■ **Exercise brief**
Copy the passage on Sun Ra starting at "Enough of this" and ending at "some other maniacs.", swapping "album" for "record".

■ **Selected excerpt**
## START
Well, all I’m trying to do is turn you on to something I know about, you know? I mean I KNOW about it, because I listen to it. And that’s all there is to it. Just LISTENING to it, and getting out of your head for a minute and down to the natural facts. Because the music I’m talking about will turn your head AROUND, man, and make you hear things you never thought would happen. But then that’s what you get thinking, like I always say.

Enough of this abstract bullshit. Some of the new records you might like to hear would be: the new SUN-RA jam on the ESP label, which is called “Nothing Is.” The new album was recorded “live” a couple years ago while Ra was doing some gigs in New York State colleges with Burton Greene, Patty Waters, Guiseppe Logan, and some other maniacs.

ESP lined up a tour of colleges and got the New York State Council on the Arts to front the bread for the whole ruse. The music on the new album is really jive and fresh, and if you’ve ever seen Ra in concert this record’ll bring back images of the shaking bells, marching around the auditorium playing and chanting, singing little melodies in joyous insane harmony. “We Travel the Spaceways.” “Next Stop Mars.” “Sun Ra and His Band from Outer Space.” These are the cats to listen to, and “understand.” (Which only means to get down, “stand under” and dig it.)
## END
■ **Extracted entries**
## START
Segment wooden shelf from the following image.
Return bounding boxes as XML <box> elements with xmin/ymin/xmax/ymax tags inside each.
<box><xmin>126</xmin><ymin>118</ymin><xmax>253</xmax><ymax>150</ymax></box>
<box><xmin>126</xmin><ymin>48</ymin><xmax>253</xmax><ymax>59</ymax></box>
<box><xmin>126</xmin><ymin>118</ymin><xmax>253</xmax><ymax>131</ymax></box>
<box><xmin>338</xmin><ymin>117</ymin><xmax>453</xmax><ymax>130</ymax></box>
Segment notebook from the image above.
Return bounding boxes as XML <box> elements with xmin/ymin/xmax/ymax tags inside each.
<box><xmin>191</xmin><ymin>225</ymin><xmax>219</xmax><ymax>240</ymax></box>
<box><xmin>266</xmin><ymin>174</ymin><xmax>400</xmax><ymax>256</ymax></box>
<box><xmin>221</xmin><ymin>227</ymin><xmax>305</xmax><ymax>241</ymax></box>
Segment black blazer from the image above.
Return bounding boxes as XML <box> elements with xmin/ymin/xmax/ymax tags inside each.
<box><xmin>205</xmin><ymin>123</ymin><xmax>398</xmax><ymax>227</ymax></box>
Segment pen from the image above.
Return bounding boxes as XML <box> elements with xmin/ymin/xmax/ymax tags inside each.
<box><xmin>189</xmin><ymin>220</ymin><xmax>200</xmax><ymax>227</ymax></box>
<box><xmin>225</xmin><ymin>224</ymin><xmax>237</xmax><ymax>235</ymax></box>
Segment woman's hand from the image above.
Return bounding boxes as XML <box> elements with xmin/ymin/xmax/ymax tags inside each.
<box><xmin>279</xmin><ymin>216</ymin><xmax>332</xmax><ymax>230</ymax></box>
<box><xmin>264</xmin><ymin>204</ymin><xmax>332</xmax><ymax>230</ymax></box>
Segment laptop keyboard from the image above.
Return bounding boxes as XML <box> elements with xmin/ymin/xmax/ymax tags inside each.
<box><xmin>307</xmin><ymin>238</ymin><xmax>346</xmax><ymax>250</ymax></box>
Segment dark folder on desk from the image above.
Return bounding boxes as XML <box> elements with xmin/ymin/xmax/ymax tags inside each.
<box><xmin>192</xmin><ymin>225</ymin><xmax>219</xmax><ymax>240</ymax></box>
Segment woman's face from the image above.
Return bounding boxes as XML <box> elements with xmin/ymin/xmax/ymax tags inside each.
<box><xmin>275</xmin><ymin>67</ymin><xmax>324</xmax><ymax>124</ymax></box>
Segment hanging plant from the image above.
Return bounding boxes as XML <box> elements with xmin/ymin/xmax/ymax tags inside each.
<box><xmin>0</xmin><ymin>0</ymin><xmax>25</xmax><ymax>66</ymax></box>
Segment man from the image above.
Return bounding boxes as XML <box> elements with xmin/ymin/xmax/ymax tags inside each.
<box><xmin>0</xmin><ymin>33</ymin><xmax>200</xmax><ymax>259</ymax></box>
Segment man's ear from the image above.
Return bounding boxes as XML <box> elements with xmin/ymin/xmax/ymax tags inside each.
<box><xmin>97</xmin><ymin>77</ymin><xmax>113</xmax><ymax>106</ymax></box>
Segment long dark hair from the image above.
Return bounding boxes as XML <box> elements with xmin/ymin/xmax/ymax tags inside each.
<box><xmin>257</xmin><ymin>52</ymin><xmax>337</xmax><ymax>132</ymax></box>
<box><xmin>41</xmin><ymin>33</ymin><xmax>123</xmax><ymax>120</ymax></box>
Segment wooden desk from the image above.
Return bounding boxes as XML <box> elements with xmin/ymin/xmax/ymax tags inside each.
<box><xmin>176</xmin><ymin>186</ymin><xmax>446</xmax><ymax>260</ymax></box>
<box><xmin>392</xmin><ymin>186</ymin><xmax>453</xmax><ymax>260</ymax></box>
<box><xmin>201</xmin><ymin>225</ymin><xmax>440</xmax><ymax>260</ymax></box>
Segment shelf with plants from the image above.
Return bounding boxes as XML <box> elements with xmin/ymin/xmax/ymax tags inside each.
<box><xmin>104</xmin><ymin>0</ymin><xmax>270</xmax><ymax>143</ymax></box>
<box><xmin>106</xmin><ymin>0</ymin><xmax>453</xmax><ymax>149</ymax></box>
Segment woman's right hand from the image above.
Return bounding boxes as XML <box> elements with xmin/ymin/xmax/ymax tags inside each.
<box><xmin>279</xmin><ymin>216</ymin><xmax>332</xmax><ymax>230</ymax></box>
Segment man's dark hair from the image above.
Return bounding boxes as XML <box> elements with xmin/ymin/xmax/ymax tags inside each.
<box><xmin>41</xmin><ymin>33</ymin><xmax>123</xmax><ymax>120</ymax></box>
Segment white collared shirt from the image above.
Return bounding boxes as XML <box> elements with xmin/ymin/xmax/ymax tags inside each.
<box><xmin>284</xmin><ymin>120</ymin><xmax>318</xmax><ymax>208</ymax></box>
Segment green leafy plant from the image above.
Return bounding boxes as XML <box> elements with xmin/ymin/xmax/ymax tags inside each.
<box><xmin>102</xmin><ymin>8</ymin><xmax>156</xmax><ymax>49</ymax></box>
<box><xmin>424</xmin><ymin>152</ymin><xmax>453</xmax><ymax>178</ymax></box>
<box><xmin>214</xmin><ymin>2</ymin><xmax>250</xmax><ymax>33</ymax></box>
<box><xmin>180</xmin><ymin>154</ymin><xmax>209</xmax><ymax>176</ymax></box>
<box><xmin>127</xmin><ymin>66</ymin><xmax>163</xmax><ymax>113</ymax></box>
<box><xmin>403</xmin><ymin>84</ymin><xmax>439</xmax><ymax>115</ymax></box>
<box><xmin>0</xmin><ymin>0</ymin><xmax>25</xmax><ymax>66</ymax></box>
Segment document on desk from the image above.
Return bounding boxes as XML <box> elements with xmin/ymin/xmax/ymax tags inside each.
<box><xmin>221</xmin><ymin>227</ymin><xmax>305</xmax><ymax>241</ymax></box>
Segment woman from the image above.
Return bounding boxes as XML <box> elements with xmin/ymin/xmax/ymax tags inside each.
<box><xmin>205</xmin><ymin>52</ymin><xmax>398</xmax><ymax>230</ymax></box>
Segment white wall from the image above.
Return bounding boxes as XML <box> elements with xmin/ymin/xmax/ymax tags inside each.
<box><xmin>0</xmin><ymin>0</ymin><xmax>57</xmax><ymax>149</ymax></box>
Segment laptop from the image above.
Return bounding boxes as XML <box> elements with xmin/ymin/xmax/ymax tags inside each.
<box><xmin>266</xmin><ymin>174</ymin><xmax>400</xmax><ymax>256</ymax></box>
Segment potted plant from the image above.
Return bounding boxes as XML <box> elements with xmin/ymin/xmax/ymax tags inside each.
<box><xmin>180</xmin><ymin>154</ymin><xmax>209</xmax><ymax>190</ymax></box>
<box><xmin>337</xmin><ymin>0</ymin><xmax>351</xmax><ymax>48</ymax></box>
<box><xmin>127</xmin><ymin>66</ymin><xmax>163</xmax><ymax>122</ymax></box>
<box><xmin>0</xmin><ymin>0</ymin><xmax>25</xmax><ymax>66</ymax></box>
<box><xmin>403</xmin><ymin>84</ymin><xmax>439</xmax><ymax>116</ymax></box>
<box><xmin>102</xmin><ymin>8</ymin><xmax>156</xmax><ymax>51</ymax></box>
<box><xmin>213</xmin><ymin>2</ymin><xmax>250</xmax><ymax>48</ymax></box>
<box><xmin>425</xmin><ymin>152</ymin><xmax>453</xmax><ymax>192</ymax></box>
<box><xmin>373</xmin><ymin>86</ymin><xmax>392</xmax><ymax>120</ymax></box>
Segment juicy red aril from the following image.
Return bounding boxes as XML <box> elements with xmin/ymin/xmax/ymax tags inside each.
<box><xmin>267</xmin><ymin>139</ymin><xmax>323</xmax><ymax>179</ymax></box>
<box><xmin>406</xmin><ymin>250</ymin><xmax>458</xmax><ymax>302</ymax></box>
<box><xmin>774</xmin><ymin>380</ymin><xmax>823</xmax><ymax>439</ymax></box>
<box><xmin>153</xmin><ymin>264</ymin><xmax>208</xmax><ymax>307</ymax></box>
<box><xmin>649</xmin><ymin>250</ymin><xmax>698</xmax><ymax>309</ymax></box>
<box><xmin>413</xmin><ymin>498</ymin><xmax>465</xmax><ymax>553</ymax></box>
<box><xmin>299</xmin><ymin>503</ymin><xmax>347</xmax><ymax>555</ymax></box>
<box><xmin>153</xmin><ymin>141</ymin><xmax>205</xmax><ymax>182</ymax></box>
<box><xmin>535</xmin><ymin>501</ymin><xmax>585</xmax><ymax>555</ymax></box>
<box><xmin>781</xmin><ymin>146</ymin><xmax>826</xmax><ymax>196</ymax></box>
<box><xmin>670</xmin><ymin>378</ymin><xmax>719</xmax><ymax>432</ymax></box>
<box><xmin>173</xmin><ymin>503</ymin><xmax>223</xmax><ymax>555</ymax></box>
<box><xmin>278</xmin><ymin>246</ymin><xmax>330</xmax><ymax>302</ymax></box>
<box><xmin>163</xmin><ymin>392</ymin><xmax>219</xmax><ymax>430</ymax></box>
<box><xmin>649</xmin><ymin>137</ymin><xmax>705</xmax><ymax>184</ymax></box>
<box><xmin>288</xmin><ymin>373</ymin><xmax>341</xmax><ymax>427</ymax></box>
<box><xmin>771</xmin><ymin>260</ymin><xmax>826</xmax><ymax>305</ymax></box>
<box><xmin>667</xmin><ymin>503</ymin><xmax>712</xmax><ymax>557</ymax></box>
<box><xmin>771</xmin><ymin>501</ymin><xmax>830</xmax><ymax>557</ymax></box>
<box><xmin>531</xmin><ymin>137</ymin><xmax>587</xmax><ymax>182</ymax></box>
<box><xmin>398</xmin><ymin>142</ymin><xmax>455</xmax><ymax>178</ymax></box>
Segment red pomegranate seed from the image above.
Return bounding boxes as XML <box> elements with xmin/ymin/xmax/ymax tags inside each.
## END
■ **Expected answer**
Enough of this abstract bullshit. Some of the new records you might like to hear would be: the new SUN-RA jam on the ESP label, which is called “Nothing Is.” The new record was recorded “live” a couple years ago while Ra was doing some gigs in New York State colleges with Burton Greene, Patty Waters, Guiseppe Logan, and some other maniacs.